EXERCISE DESCRIPTION | For the records below, count the lines containing the word "surface" and reply with the number alone.

Image point grounding data:
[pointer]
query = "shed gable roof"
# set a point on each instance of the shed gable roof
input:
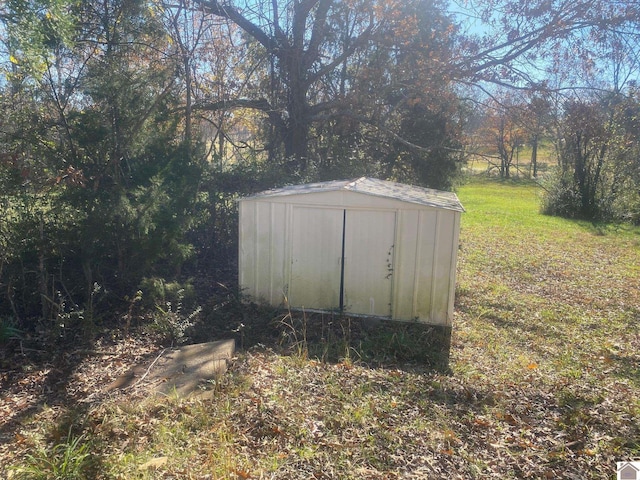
(375, 187)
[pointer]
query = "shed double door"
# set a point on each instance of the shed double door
(342, 259)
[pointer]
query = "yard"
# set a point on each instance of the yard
(542, 381)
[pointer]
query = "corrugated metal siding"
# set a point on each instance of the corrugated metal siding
(399, 257)
(369, 257)
(315, 258)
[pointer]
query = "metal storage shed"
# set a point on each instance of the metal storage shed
(365, 247)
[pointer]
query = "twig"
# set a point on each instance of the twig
(148, 369)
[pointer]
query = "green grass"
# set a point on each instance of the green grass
(543, 379)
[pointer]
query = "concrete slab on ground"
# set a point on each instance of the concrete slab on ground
(182, 371)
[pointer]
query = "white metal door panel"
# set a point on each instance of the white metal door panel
(368, 275)
(316, 254)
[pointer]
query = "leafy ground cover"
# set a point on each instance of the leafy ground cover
(542, 378)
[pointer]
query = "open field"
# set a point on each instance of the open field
(543, 378)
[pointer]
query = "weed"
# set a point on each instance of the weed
(70, 460)
(8, 330)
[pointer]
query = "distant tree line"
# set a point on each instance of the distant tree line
(129, 127)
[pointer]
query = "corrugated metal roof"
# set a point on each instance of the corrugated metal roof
(375, 187)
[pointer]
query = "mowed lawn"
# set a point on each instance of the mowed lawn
(543, 378)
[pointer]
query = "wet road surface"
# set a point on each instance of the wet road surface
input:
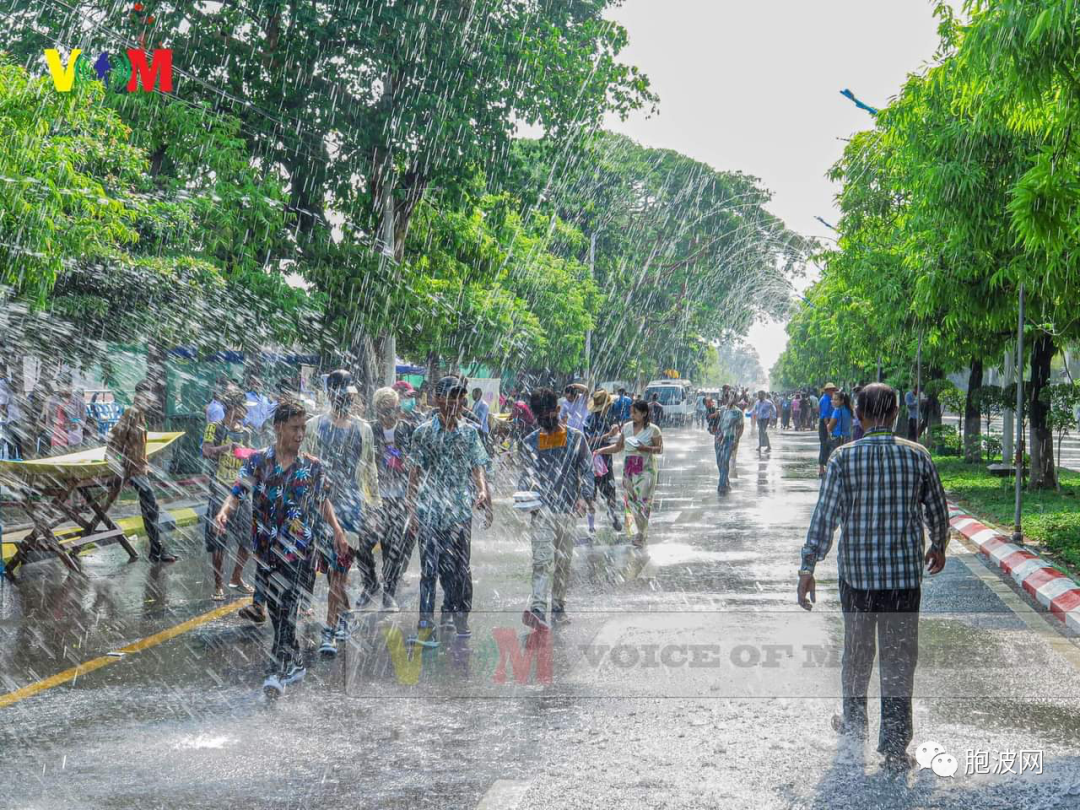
(687, 679)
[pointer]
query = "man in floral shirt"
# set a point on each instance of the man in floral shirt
(288, 494)
(446, 483)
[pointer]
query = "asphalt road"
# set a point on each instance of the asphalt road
(688, 679)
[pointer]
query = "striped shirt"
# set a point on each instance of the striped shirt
(881, 490)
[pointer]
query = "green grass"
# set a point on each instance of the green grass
(1051, 518)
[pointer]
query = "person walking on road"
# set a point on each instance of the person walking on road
(882, 491)
(557, 466)
(393, 440)
(824, 414)
(644, 443)
(840, 422)
(125, 456)
(288, 494)
(621, 407)
(446, 483)
(599, 428)
(346, 446)
(575, 409)
(228, 443)
(724, 426)
(765, 412)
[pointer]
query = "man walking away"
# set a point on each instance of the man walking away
(724, 426)
(656, 410)
(446, 484)
(621, 407)
(558, 466)
(228, 443)
(824, 414)
(764, 413)
(346, 446)
(575, 409)
(878, 490)
(393, 441)
(288, 495)
(125, 455)
(599, 429)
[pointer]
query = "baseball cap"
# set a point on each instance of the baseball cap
(449, 386)
(340, 381)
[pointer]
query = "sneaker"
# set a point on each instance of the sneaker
(535, 619)
(424, 636)
(342, 631)
(294, 674)
(272, 687)
(328, 647)
(254, 612)
(366, 597)
(899, 763)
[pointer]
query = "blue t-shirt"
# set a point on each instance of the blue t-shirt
(825, 406)
(842, 416)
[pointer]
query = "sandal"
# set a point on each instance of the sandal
(253, 613)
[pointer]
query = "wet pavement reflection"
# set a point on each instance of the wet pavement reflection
(688, 677)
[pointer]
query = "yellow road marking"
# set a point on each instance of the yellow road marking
(97, 663)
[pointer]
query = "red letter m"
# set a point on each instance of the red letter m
(537, 646)
(159, 71)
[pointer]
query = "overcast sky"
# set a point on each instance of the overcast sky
(754, 85)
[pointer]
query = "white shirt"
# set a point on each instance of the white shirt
(9, 399)
(575, 413)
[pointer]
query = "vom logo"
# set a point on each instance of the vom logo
(118, 71)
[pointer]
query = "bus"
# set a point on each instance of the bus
(675, 395)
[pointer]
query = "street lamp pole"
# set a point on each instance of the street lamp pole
(1018, 464)
(589, 334)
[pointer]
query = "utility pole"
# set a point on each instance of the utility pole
(389, 341)
(589, 334)
(918, 388)
(1017, 528)
(1008, 414)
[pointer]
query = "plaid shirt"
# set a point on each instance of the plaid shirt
(880, 489)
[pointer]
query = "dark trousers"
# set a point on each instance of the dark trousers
(445, 554)
(891, 620)
(723, 449)
(396, 542)
(823, 440)
(605, 488)
(148, 505)
(287, 584)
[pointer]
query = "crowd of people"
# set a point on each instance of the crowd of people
(327, 488)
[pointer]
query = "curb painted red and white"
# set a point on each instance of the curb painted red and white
(1047, 584)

ANSWER SPACE | 2